Requirements: Locate each line in the records below that contains the word "mountain" and copy those lines out in full.

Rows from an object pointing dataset

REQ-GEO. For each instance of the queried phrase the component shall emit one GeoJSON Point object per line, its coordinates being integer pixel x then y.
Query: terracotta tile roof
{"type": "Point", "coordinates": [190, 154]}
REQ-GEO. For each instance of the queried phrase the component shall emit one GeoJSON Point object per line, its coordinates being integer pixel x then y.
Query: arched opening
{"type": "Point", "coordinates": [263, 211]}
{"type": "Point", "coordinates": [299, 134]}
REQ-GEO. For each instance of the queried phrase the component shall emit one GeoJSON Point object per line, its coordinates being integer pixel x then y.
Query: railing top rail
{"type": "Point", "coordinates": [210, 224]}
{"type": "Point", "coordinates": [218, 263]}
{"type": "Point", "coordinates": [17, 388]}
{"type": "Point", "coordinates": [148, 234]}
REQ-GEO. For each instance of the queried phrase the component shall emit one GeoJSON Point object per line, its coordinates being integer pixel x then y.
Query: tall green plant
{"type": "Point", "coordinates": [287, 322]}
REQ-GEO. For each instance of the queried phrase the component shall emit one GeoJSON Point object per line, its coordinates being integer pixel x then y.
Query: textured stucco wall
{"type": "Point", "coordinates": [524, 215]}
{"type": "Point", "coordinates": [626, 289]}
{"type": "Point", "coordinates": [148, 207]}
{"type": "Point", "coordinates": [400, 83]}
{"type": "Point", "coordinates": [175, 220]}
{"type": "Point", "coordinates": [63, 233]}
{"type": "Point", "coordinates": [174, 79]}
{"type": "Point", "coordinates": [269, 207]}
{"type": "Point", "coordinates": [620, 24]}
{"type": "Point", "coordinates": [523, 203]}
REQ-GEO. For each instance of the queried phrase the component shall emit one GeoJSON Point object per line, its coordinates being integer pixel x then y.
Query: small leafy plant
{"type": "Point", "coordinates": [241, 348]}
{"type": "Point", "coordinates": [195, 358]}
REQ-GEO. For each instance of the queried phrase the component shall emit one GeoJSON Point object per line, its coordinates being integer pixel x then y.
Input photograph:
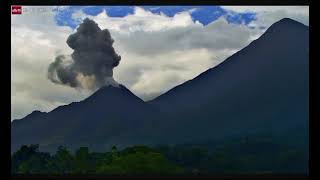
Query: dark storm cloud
{"type": "Point", "coordinates": [92, 61]}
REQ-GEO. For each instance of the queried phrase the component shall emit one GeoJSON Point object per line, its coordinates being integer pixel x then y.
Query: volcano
{"type": "Point", "coordinates": [263, 88]}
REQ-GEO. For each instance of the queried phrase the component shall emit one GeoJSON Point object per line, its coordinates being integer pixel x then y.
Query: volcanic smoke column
{"type": "Point", "coordinates": [91, 64]}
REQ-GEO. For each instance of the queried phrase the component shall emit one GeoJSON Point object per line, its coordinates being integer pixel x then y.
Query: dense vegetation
{"type": "Point", "coordinates": [242, 155]}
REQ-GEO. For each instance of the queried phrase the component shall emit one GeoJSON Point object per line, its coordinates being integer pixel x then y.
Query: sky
{"type": "Point", "coordinates": [160, 46]}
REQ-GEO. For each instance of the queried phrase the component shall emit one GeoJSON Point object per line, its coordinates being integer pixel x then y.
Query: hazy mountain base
{"type": "Point", "coordinates": [261, 154]}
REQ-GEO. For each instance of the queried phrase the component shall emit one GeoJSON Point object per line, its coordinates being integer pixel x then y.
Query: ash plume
{"type": "Point", "coordinates": [91, 64]}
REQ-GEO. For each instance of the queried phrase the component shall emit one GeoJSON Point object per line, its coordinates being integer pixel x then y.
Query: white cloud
{"type": "Point", "coordinates": [158, 52]}
{"type": "Point", "coordinates": [267, 15]}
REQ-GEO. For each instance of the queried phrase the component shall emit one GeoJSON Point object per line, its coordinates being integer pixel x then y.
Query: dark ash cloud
{"type": "Point", "coordinates": [91, 64]}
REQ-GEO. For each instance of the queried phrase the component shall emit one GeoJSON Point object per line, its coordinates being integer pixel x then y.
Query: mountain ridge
{"type": "Point", "coordinates": [257, 89]}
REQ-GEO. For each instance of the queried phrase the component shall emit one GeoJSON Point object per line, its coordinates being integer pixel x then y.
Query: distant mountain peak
{"type": "Point", "coordinates": [285, 25]}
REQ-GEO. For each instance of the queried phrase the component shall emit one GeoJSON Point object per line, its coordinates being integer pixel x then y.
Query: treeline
{"type": "Point", "coordinates": [242, 155]}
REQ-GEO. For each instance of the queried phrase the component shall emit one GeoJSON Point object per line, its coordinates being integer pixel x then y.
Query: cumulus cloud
{"type": "Point", "coordinates": [157, 52]}
{"type": "Point", "coordinates": [267, 15]}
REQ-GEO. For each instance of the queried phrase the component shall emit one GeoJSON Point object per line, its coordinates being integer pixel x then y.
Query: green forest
{"type": "Point", "coordinates": [236, 156]}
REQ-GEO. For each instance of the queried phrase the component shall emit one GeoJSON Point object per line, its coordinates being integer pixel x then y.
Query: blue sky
{"type": "Point", "coordinates": [203, 14]}
{"type": "Point", "coordinates": [158, 52]}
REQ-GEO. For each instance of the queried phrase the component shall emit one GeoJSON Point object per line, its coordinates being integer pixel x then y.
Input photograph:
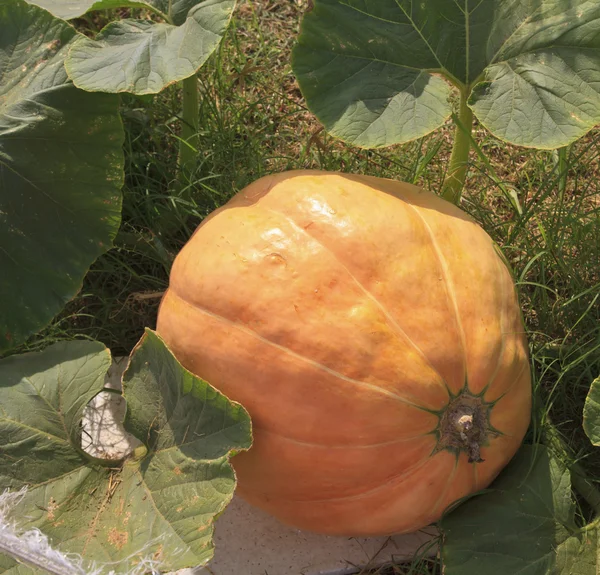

Exercise result:
Query: hazy mountain base
Query: mountain ridge
Query: distant mountain peak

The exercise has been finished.